TASK DETAILS
Show each line of the material below that contains the string "hillside", copying every such line in full. Treat uppercase and lowercase letters as distinct when matching.
#####
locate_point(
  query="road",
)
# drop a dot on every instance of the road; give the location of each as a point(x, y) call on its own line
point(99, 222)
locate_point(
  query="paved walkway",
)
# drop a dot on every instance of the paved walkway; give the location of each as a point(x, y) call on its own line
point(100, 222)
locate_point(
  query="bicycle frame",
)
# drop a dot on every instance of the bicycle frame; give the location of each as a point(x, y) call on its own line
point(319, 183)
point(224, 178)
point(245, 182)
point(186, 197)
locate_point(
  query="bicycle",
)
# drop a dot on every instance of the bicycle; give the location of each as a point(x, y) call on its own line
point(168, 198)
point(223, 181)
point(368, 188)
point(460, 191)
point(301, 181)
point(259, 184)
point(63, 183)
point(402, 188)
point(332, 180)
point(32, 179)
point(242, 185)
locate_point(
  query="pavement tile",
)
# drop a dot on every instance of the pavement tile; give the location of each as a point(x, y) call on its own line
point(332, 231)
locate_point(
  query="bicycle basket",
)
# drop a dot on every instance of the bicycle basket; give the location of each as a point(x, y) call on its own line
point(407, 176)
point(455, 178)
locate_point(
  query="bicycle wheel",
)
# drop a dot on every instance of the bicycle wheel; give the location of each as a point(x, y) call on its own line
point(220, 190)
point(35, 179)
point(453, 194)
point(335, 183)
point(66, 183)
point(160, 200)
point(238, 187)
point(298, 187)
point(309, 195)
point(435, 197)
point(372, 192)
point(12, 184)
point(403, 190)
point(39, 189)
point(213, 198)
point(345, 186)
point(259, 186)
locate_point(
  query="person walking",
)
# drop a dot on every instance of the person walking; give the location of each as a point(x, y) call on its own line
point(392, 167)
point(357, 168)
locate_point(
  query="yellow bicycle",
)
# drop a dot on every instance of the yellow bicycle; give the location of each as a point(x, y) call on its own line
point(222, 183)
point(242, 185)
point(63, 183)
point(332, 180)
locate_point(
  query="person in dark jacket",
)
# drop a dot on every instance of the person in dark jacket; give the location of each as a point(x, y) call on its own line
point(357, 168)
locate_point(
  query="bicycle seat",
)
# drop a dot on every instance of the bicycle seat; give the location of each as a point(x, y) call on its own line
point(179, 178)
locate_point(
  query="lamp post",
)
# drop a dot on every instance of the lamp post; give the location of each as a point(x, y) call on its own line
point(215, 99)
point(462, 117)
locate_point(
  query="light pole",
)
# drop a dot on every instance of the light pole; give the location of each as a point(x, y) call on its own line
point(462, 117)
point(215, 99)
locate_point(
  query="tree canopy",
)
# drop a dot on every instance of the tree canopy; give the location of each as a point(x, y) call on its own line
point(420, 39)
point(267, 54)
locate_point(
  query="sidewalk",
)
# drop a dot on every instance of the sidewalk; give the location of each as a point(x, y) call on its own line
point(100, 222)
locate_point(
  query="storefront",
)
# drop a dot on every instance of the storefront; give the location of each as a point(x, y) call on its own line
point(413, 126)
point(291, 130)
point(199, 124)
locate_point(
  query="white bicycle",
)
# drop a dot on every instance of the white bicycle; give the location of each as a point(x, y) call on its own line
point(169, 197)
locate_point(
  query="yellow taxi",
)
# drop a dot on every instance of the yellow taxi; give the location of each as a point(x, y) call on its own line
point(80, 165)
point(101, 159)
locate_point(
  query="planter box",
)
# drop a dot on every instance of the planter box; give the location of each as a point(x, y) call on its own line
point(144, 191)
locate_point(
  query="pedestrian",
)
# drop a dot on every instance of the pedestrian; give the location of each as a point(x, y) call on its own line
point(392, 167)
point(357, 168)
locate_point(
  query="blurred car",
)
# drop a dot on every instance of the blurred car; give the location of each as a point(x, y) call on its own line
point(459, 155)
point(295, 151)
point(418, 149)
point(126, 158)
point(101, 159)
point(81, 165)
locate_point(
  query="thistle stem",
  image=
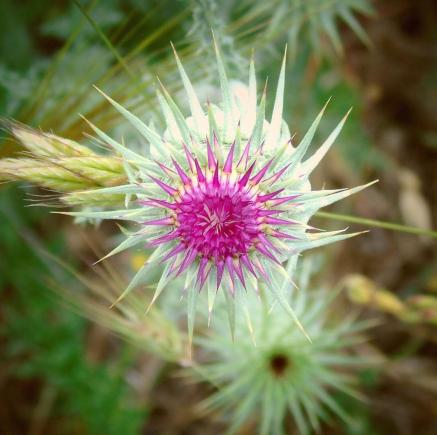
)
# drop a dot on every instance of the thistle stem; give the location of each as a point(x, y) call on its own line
point(378, 224)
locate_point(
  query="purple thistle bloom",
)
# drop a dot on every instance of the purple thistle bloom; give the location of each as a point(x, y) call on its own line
point(219, 218)
point(223, 196)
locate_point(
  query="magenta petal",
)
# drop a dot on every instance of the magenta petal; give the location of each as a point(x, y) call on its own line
point(230, 269)
point(278, 221)
point(268, 212)
point(274, 178)
point(239, 271)
point(263, 250)
point(268, 196)
point(188, 259)
point(200, 175)
point(203, 272)
point(246, 261)
point(220, 268)
point(165, 169)
point(243, 181)
point(182, 175)
point(227, 168)
point(245, 156)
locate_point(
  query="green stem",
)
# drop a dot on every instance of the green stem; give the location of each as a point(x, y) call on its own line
point(105, 39)
point(374, 223)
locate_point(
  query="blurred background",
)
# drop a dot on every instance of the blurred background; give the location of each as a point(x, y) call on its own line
point(63, 374)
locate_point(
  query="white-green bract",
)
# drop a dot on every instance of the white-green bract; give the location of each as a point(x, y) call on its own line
point(275, 372)
point(222, 197)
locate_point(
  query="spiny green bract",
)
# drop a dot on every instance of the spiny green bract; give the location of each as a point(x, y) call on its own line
point(272, 372)
point(213, 152)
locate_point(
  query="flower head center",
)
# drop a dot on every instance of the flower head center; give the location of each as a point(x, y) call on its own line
point(217, 224)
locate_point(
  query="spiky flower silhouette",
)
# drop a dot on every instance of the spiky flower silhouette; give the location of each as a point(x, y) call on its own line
point(223, 197)
point(283, 373)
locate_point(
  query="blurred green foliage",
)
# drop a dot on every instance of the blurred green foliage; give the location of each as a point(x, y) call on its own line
point(46, 341)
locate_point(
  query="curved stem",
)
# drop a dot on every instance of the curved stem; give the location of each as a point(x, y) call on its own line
point(379, 224)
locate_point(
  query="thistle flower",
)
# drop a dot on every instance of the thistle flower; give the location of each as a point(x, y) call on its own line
point(283, 373)
point(223, 198)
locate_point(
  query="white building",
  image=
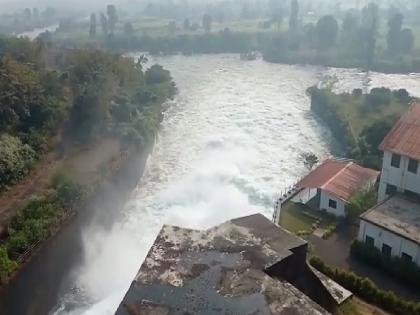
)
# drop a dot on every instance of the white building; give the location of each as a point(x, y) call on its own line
point(393, 227)
point(331, 185)
point(401, 147)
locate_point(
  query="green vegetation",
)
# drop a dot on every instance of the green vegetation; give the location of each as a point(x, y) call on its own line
point(360, 120)
point(405, 271)
point(362, 201)
point(34, 222)
point(82, 94)
point(66, 99)
point(366, 289)
point(293, 218)
point(303, 220)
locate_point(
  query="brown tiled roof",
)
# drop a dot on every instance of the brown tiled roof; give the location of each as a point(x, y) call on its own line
point(341, 178)
point(404, 138)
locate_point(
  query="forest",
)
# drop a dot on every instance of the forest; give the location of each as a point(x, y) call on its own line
point(56, 99)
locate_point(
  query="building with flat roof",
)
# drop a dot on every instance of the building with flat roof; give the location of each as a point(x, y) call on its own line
point(243, 266)
point(393, 226)
point(401, 147)
point(331, 185)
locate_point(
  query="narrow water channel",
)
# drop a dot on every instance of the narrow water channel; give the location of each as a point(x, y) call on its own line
point(230, 141)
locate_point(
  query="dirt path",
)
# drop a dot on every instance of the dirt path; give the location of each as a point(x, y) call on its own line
point(35, 182)
point(82, 166)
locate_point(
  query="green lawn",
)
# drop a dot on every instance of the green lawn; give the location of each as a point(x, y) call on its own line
point(293, 219)
point(301, 219)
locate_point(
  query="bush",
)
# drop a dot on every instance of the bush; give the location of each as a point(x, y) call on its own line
point(16, 159)
point(156, 74)
point(404, 271)
point(367, 290)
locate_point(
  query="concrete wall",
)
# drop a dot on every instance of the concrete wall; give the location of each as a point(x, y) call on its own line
point(400, 177)
point(399, 244)
point(325, 197)
point(305, 195)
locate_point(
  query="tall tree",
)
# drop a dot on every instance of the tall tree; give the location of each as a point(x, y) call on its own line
point(104, 24)
point(92, 29)
point(207, 21)
point(370, 16)
point(327, 31)
point(128, 29)
point(112, 17)
point(293, 22)
point(394, 33)
point(187, 24)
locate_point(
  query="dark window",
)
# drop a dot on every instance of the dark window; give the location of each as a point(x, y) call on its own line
point(386, 250)
point(370, 241)
point(406, 258)
point(332, 204)
point(413, 166)
point(391, 189)
point(396, 160)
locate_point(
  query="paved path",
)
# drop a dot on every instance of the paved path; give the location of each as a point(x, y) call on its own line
point(335, 251)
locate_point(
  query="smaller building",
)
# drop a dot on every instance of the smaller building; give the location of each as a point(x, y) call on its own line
point(244, 266)
point(393, 227)
point(401, 147)
point(332, 184)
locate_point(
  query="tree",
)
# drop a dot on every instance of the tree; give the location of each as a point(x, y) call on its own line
point(172, 28)
point(327, 30)
point(350, 25)
point(27, 14)
point(369, 31)
point(128, 29)
point(187, 24)
point(207, 21)
point(112, 17)
point(92, 29)
point(406, 41)
point(293, 21)
point(309, 160)
point(104, 24)
point(394, 33)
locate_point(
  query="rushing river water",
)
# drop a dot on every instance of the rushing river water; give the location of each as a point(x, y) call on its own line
point(230, 141)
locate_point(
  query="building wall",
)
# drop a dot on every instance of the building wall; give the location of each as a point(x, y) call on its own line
point(399, 177)
point(325, 197)
point(381, 236)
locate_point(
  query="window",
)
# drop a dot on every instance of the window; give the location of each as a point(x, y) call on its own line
point(396, 160)
point(413, 166)
point(391, 189)
point(332, 204)
point(370, 241)
point(406, 258)
point(386, 250)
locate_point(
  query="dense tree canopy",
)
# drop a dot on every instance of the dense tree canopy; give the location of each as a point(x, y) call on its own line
point(327, 30)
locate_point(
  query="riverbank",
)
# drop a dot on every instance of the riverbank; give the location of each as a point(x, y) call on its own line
point(43, 280)
point(360, 121)
point(64, 185)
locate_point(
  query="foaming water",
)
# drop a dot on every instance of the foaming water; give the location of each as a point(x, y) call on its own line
point(229, 142)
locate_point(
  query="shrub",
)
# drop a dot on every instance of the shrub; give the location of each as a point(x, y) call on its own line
point(367, 290)
point(404, 271)
point(16, 159)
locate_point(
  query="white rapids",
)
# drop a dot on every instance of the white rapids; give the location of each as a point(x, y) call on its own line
point(230, 141)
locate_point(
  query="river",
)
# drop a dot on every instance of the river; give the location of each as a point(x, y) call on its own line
point(230, 141)
point(38, 31)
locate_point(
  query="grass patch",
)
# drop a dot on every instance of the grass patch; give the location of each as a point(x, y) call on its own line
point(294, 219)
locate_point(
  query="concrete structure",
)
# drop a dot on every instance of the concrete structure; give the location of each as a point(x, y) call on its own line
point(244, 266)
point(401, 147)
point(393, 227)
point(331, 185)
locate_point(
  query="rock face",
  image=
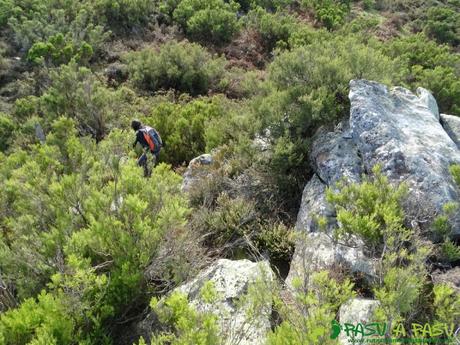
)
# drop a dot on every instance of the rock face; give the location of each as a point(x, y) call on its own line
point(317, 251)
point(450, 277)
point(452, 126)
point(231, 280)
point(195, 171)
point(401, 131)
point(356, 310)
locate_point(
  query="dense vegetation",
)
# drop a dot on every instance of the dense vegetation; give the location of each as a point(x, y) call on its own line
point(251, 80)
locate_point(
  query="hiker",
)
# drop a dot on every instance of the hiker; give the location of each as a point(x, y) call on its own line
point(150, 140)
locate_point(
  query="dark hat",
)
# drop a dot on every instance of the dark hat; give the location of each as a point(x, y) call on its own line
point(136, 124)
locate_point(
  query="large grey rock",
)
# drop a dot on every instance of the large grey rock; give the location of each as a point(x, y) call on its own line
point(196, 171)
point(451, 125)
point(356, 310)
point(334, 155)
point(401, 131)
point(317, 251)
point(231, 281)
point(313, 205)
point(450, 277)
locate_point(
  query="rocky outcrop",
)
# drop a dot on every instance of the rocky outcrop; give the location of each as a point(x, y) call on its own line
point(402, 132)
point(196, 171)
point(231, 281)
point(356, 310)
point(450, 277)
point(318, 251)
point(397, 129)
point(451, 125)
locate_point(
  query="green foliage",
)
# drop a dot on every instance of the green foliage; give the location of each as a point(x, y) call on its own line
point(424, 63)
point(187, 325)
point(93, 226)
point(370, 209)
point(79, 94)
point(125, 14)
point(36, 21)
point(182, 126)
point(41, 321)
point(275, 28)
point(446, 304)
point(443, 225)
point(443, 24)
point(57, 51)
point(293, 109)
point(307, 321)
point(7, 129)
point(214, 20)
point(185, 67)
point(331, 13)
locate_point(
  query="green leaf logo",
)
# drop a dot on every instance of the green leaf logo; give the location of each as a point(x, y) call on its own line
point(335, 329)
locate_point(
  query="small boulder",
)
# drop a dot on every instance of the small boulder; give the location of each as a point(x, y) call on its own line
point(451, 125)
point(196, 171)
point(318, 251)
point(231, 281)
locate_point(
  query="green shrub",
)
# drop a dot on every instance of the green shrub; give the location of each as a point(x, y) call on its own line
point(42, 321)
point(369, 209)
point(185, 67)
point(446, 304)
point(331, 13)
point(125, 14)
point(7, 129)
point(307, 319)
point(87, 230)
point(185, 324)
point(57, 51)
point(372, 211)
point(275, 28)
point(182, 126)
point(422, 62)
point(36, 21)
point(212, 21)
point(443, 24)
point(308, 87)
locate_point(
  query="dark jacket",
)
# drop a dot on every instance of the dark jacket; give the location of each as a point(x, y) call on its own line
point(141, 140)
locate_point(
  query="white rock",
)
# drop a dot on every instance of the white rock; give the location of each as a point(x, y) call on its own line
point(231, 281)
point(196, 171)
point(451, 125)
point(317, 251)
point(401, 131)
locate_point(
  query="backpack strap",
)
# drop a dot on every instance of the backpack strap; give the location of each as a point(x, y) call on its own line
point(149, 140)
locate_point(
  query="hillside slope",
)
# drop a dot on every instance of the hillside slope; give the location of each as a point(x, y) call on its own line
point(350, 204)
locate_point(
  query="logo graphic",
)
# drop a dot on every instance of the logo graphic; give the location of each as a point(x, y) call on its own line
point(336, 328)
point(378, 332)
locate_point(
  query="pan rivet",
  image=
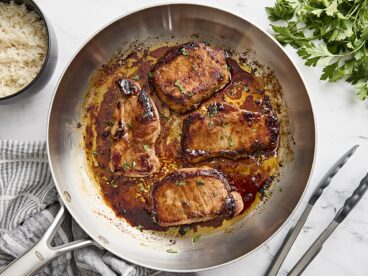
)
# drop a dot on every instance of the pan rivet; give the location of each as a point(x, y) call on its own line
point(103, 239)
point(67, 196)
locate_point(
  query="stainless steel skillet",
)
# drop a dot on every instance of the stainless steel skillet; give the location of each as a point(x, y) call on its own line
point(68, 163)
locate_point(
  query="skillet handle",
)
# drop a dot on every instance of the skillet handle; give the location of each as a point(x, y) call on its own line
point(42, 252)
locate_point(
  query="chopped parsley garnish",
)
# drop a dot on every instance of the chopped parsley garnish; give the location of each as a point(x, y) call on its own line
point(180, 86)
point(200, 183)
point(212, 110)
point(230, 141)
point(196, 35)
point(136, 77)
point(184, 52)
point(196, 239)
point(180, 183)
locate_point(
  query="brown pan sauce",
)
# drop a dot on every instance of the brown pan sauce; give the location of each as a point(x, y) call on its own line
point(130, 197)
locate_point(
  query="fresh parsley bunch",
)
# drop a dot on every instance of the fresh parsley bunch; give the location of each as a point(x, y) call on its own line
point(331, 33)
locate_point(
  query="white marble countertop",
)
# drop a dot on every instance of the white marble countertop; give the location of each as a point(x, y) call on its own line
point(342, 121)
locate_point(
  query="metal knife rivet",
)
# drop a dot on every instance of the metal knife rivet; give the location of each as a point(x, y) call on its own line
point(67, 196)
point(39, 255)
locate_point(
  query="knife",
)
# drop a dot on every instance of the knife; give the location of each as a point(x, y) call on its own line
point(316, 247)
point(294, 231)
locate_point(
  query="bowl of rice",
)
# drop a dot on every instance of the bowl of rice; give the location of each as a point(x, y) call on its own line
point(28, 50)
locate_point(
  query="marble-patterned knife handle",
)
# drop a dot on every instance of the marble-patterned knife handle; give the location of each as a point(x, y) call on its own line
point(352, 200)
point(326, 180)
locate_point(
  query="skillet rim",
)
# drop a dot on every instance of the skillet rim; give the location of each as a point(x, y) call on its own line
point(231, 13)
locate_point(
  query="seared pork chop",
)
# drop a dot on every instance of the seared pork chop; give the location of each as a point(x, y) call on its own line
point(193, 195)
point(227, 131)
point(190, 74)
point(135, 131)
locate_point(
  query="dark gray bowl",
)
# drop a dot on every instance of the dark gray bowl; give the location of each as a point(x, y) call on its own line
point(49, 63)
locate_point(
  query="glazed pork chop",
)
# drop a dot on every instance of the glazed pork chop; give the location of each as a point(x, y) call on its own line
point(190, 74)
point(192, 195)
point(135, 130)
point(227, 131)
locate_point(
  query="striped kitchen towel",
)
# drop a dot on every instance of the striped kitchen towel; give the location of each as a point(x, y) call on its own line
point(28, 204)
#####
EXERCISE RESULT
  query="hillside slope",
# drop a dot on every instance of the hillside slope; give the location of each as a point(x, y) call on its own line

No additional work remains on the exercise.